• Text extract:
** START **
The --metadata argument allows to specify the metadata files that we are uploading. If we structure them in folders, we could specify --metadata="logs*" to upload only the logs metadata, but not other possible ones like test metadata.

# Upload only the logs metadata of the zlib/1.2.13 binaries
# This will upload the logs even if zlib/1.2.13 is already in the server
$ conan upload "zlib/1.2.13:*" -r=remote -c --metadata="logs/*"
# Multiple patterns are allowed:
$ conan upload "*" -r=remote -c --metadata="logs/*" --metadata="tests/*"

Sometimes it might be useful to upload packages without uploading the metadata, even if the metadata cache folders contain files. To ignore uploading the metadata, use an empty argument as metadata pattern:

# Upload only the packages, not the metadata
$ conan upload "*" -r=remote -c --metadata=""

The case of mixing --metadata="" with --metadata="*" is not allowed, and it will raise an error.

# Invalid command, it will raise an error
$ conan upload "*" -r=remote -c --metadata="" --metadata="logs/*"
ERROR: Empty string and patterns can not be mixed for metadata.

Downloading metadata

As described above, metadata is not downloaded by default. When packages are downloaded with a conan install or conan create fetching dependencies from the servers, the metadata from those servers will not be downloaded.

The way to recover the metadata from the server is to explicitly specify it with the conan download command:

# Get the metadata of the "pkg/0.1" package
$ conan download pkg/0.1 -r=default --metadata="*"
$ conan cache path pkg/0.1 --folder=metadata
# Inspect the recipe metadata in the returned folder
$ conan cache path pkg/0.1:package_id --folder=metadata
# Inspect the package metadata for binary "package_id"

The retrieval of the metadata is done with download per-package. If we want to download the metadata for a whole dependency graph, it is necessary to use “package-lists”:

$ conan install . --format=json -r=remote > graph.json
$ conan list --graph=graph.json --format=json > pkglist.json
# the list will contain the "remote" origin of downloaded packages
$ conan download --list=pkglist.json --metadata="*" -r=remote

Note that the “package-list” will only contain associated to the “remote” origin the packages that were downloaded. If they were previously in the cache, then, they will not be listed under the “remote” origin and the metadata will not be downloaded. If you want to collect the dependencies metadata, recall to download it when the package is installed from the server. There are other possibilities, like a custom command that can automatically collect and download dependencies metadata from the servers.
** END **
• Written request:
Echo the passage of the Conan metadata text between "# Multiple patterns" and "mixed for metadata.", inclusive.

• Point annotations for photos:
** START **
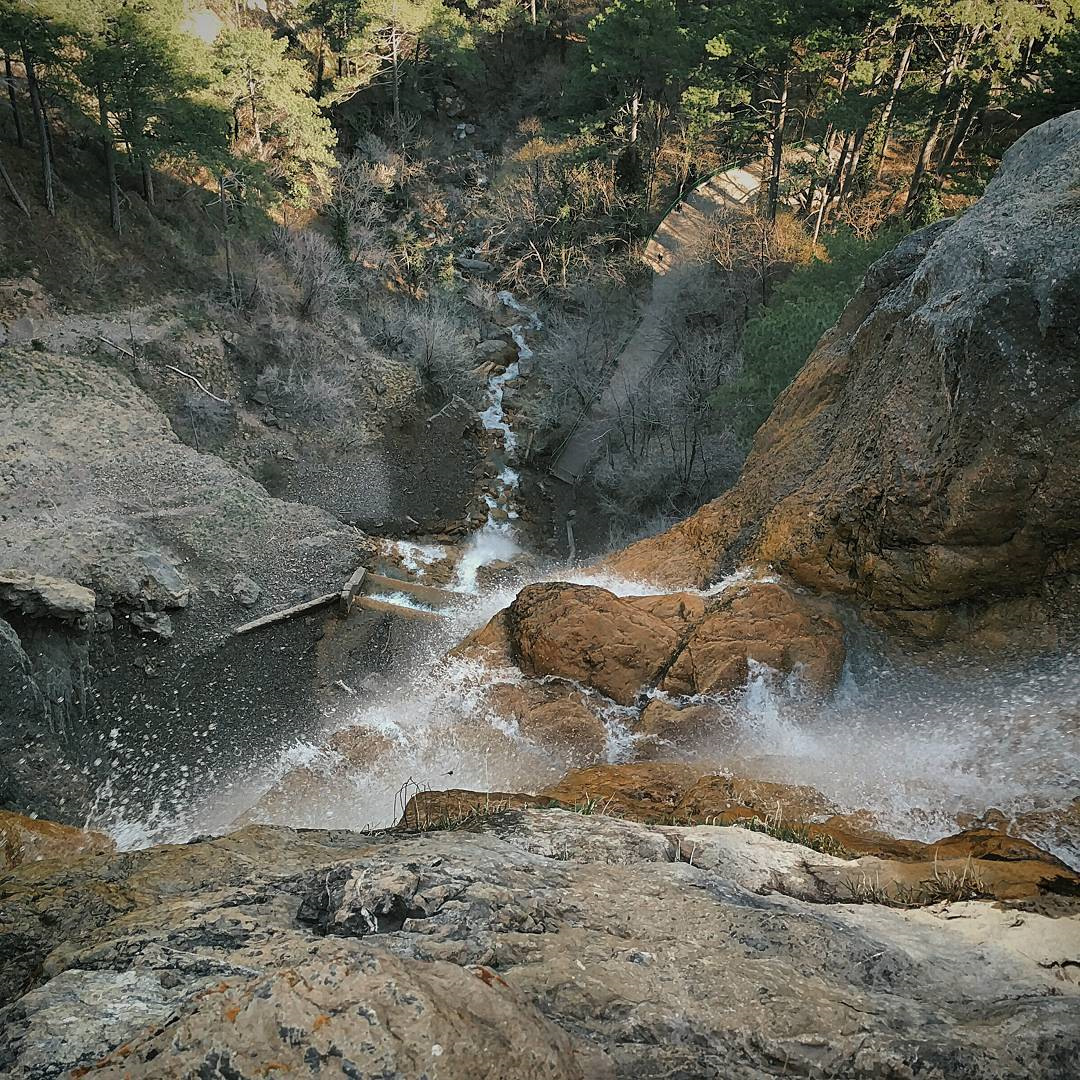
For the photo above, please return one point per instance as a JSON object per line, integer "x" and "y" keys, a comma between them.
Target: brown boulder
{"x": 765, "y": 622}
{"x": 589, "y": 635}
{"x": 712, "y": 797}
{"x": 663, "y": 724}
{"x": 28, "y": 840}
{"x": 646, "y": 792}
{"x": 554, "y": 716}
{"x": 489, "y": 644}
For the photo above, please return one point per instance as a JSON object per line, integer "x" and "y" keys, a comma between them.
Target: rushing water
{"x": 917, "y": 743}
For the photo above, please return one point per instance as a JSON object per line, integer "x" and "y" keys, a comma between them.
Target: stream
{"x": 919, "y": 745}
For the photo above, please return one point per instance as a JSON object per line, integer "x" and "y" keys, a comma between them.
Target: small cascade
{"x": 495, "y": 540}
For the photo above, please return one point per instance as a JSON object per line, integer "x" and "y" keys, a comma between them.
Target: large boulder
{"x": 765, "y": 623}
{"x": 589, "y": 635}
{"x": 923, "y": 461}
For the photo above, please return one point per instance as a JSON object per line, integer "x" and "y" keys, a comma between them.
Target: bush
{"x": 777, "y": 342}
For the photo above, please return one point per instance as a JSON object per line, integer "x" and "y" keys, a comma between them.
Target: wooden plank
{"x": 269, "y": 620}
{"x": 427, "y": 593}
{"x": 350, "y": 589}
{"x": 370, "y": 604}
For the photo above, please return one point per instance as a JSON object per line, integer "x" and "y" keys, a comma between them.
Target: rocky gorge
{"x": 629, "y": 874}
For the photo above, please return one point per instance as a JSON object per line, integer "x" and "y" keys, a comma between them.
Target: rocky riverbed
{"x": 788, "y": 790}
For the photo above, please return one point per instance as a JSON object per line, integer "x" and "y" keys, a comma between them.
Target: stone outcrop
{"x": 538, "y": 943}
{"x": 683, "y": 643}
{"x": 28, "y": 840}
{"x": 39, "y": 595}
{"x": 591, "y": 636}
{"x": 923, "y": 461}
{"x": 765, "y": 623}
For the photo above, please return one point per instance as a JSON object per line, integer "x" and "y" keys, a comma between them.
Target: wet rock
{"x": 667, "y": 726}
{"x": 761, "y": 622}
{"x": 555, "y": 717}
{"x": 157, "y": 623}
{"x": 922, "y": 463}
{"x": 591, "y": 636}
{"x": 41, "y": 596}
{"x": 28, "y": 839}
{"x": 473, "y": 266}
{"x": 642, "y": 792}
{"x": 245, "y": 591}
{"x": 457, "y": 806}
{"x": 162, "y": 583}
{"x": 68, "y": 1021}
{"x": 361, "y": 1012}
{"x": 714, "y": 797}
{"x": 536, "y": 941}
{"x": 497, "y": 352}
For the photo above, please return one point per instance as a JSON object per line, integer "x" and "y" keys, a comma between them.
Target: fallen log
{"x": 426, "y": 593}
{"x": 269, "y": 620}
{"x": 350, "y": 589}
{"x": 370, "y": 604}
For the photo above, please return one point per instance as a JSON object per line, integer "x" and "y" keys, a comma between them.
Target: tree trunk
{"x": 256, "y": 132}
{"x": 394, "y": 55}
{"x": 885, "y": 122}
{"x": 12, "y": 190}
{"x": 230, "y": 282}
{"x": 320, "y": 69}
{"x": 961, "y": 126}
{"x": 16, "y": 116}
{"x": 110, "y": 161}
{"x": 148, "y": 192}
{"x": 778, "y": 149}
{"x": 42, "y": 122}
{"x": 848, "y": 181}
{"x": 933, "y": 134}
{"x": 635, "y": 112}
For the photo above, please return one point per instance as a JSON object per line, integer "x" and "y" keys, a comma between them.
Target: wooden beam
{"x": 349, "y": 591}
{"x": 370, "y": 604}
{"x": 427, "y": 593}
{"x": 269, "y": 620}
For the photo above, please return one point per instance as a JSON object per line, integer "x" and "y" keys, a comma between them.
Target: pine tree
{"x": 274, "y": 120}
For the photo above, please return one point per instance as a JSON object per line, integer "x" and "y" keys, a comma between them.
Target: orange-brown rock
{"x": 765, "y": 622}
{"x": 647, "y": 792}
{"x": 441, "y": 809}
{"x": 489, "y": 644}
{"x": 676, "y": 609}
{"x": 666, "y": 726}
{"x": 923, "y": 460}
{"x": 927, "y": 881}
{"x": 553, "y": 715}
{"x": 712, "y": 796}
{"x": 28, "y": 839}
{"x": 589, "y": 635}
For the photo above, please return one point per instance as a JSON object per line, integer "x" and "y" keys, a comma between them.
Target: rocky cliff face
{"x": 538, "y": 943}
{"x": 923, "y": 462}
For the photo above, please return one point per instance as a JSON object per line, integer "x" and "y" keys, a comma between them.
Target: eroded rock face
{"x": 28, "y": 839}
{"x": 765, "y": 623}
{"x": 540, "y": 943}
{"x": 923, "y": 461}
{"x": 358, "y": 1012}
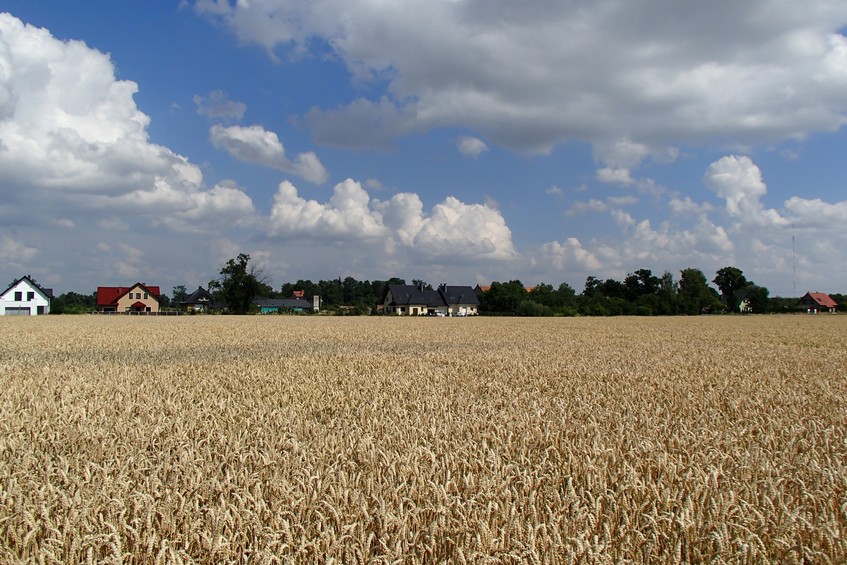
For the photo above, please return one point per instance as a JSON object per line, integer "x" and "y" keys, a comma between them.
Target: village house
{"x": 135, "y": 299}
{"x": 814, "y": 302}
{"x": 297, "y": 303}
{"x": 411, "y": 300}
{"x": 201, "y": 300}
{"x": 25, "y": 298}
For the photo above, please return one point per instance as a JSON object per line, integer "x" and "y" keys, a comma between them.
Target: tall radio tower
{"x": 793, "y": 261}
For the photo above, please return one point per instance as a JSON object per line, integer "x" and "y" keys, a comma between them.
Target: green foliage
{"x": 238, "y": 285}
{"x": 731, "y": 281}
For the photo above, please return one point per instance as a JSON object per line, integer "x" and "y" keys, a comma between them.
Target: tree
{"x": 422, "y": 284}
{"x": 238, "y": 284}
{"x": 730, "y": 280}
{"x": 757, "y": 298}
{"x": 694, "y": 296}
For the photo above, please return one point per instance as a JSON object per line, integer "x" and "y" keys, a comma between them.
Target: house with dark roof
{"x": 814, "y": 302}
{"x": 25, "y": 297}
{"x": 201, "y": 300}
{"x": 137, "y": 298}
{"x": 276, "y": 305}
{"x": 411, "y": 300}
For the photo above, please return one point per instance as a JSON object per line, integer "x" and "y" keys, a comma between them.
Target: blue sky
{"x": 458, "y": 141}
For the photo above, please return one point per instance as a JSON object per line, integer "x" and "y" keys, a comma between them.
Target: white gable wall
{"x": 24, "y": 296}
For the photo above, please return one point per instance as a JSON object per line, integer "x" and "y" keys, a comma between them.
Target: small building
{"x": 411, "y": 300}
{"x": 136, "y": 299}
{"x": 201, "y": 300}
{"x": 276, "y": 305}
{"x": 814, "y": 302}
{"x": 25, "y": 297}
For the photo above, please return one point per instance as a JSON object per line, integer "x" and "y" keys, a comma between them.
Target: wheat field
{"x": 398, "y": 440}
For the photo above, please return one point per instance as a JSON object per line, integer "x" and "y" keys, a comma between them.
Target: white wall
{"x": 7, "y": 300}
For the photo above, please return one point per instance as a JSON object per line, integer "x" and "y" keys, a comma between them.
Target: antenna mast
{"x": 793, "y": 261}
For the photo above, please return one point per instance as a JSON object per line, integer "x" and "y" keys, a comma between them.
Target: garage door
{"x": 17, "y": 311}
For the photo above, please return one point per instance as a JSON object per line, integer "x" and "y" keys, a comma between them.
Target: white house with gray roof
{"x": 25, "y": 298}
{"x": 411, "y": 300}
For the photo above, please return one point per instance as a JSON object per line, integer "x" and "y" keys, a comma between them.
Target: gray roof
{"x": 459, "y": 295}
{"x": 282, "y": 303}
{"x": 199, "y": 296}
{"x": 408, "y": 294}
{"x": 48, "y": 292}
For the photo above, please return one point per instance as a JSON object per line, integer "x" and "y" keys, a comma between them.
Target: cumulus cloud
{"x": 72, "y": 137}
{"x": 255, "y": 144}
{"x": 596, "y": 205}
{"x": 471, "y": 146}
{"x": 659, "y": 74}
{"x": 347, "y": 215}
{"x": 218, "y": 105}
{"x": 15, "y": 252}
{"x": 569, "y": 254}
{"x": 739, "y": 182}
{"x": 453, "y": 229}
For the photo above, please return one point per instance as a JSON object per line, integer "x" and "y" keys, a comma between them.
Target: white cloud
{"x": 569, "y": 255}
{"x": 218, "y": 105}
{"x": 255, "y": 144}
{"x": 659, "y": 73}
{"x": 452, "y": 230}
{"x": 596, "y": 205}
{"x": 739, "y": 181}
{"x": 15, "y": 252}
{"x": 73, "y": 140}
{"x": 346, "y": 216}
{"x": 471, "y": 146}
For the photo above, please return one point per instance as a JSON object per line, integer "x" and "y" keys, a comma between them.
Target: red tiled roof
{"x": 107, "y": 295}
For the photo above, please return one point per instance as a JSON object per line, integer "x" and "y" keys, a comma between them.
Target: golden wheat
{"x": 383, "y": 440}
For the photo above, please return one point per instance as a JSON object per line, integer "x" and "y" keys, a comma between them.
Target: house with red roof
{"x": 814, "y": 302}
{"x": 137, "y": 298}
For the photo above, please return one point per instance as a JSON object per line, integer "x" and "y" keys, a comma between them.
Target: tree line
** END **
• Reply to the task:
# Multiple patterns are allowed:
$ conan upload "*" -r=remote -c --metadata="logs/*" --metadata="tests/*"

Sometimes it might be useful to upload packages without uploading the metadata, even if the metadata cache folders contain files. To ignore uploading the metadata, use an empty argument as metadata pattern:

# Upload only the packages, not the metadata
$ conan upload "*" -r=remote -c --metadata=""

The case of mixing --metadata="" with --metadata="*" is not allowed, and it will raise an error.

# Invalid command, it will raise an error
$ conan upload "*" -r=remote -c --metadata="" --metadata="logs/*"
ERROR: Empty string and patterns can not be mixed for metadata.